This is a story about dieting...

Dishwasher

All humans, and indeed all animals, enjoy drinking, having sex and/or masturbating, drugs and/or other intoxicants, and eating. I know that you are all leaping onto your keyboards to tell me that you don't drink alcohol and you don't like sex, but I'm sorry to say you're wrong, in regards to what I just said. Your thirst is quenched by drinking water, which releases endorphins, just the same as you also get a brain chemical reward when you achieve orgasm, or some other form of sexual gratification. I don't give a shit what you think in your moronic brain: millions of years of evolution are not wrong... the very core of your being is designed to ensure that you stay hydrated, fed, and at some point make an attempt to procreate. Sorry that you thought you were special and different. You are not.

"But I was born incapable of enjoying drugs" you might wail. Yes, yes, I know you think that you somehow won the lottery while being hit by a meteorite and struck by lightening, and you very much think of yourself as a special unique snowflake, but your self-appointed "asexual" status, or whatever the hell it is, does not alter the fact that your brain is so exceptionally complicated, that it does not differ from that of your parents, who ate, drank and had sex, sufficiently to produce anything so pronounced as the absence of any of the enjoyments I listed.

"But I was born without a tongue". Yes. Sure you were.

"But I was born with depression so severe that I can experience nothing at all except for pain and suffering". Yes. Sure you were.

Okay, so, enough of your bullshit.

You like eating, so that's why you keep doing it. The 'liking' part is something which can be philosophically debated ad nauseam, but we have established that you eat, because otherwise you would not have reached the point where you can read stuff on the internet and argue with complete strangers about your weird self-invented identity.

Okay, moving on.

■ Supplied material ■
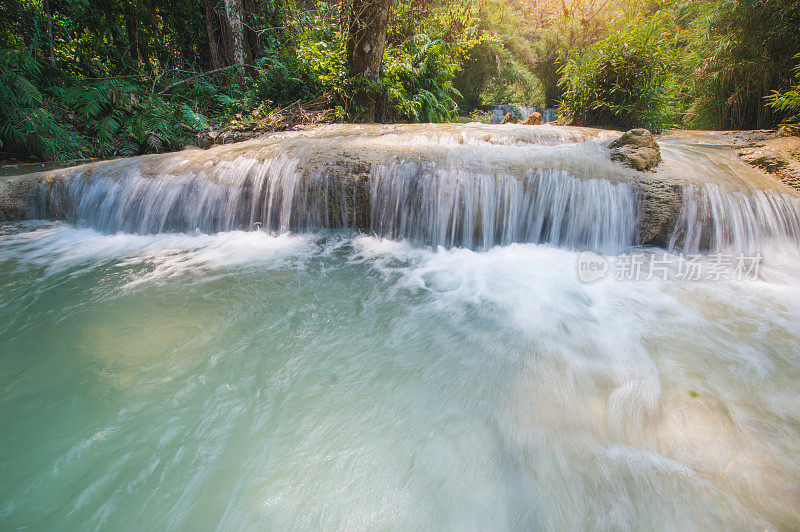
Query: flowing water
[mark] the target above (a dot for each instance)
(163, 366)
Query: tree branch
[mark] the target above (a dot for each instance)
(206, 73)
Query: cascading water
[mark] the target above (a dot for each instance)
(470, 191)
(435, 363)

■ What is expected ■
Reproduce the part of the dieting story above word for word, starting at the words "Okay, so, enough" and stopping after "weird self-invented identity.".

■ Problem solution ■
Okay, so, enough of your bullshit.

You like eating, so that's why you keep doing it. The 'liking' part is something which can be philosophically debated ad nauseam, but we have established that you eat, because otherwise you would not have reached the point where you can read stuff on the internet and argue with complete strangers about your weird self-invented identity.